Exercise description:
Repeat each record below exactly as it is written.

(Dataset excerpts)
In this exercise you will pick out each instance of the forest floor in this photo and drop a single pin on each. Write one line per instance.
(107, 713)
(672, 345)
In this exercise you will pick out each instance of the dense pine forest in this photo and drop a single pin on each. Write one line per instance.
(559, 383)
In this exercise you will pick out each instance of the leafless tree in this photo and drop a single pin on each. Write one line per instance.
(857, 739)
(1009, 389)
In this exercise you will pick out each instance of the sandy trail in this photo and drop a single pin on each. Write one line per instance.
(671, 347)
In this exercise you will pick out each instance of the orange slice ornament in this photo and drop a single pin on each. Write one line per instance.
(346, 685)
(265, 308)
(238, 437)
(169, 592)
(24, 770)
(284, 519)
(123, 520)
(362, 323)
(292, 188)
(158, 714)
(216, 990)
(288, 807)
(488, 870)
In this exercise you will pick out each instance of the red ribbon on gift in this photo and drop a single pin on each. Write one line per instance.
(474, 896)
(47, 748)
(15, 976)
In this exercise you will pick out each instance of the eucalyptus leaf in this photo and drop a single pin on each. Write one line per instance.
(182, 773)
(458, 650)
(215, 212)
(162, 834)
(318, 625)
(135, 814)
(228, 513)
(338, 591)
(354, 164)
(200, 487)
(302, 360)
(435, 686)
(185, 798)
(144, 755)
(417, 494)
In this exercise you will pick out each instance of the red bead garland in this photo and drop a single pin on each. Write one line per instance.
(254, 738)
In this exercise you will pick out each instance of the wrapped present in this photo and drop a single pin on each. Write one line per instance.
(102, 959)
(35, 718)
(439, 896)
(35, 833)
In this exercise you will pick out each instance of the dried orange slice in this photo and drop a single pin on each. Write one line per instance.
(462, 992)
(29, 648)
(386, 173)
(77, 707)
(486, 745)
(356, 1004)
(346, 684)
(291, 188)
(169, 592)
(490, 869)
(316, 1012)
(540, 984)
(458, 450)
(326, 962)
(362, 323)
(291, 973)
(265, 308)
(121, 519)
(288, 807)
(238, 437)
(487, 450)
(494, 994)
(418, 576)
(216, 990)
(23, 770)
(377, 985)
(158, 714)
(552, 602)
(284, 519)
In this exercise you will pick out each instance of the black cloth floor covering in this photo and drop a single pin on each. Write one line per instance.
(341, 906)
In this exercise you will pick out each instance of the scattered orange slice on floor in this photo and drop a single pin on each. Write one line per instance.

Output below:
In this exercise you will pick out each instance of the forest floor in this photo and drop a single pin on each. Write one line per instance.
(107, 713)
(672, 345)
In this exercise you will pick out each instance of the dense pine forest in this photo and drop a single pin on each. Write one line per instance.
(559, 383)
In this exercise you will pick out each instance of the leafless tree in this photo and drop a single pin on each. Write one line per instance.
(857, 739)
(1009, 389)
In this exercise you will pick out each instance of the sandy trail in this photo and drop a single pin on each. Write one line per instance.
(671, 347)
In this exercise you will pick out each instance of the orange slice ornament in this photo and drop a single pin on each. Write one line per instance.
(346, 685)
(265, 308)
(238, 437)
(169, 592)
(24, 770)
(284, 519)
(123, 520)
(362, 323)
(292, 188)
(158, 714)
(216, 990)
(288, 807)
(488, 870)
In this exercise you will pick out each instance of the red ribbon on gift in this photo and drop a single pin on each. Write one line per instance.
(474, 896)
(47, 748)
(15, 976)
In this exercise you will pick out each instance of the eucalyptus leaf in this photo and drop a single pin on each. Write one line per instance.
(182, 773)
(458, 650)
(215, 212)
(162, 834)
(318, 625)
(135, 814)
(228, 513)
(338, 591)
(354, 164)
(200, 487)
(302, 360)
(435, 686)
(185, 798)
(144, 755)
(417, 494)
In this exercise you will pick out each instance of the red bead garland in this photo and drop a single pin on each. Write one line per instance.
(254, 738)
In this exercise you will pick out each instance of the wrapped present in this photo and drop a single pin on each. Write one line per instance.
(102, 959)
(35, 718)
(439, 896)
(35, 833)
In this exercise you will pick out each instance of the dried orange slice in this photo and drop a single pin on each. Write one line per instance.
(462, 992)
(29, 648)
(386, 173)
(77, 707)
(486, 745)
(356, 1004)
(346, 684)
(291, 188)
(169, 592)
(490, 869)
(316, 1012)
(540, 984)
(458, 450)
(326, 962)
(362, 323)
(291, 973)
(265, 308)
(121, 519)
(288, 807)
(238, 437)
(487, 450)
(494, 994)
(418, 576)
(216, 990)
(23, 770)
(377, 985)
(158, 714)
(552, 602)
(284, 519)
In this exercise you will pick out each instance of the black cloth floor covering in this photo and drop a single pin on each. Write one line per instance.
(341, 906)
In this exercise you will pick out each instance of the scattered orange slice on floor in this photo and drop a single pin on each. Write one line per instance.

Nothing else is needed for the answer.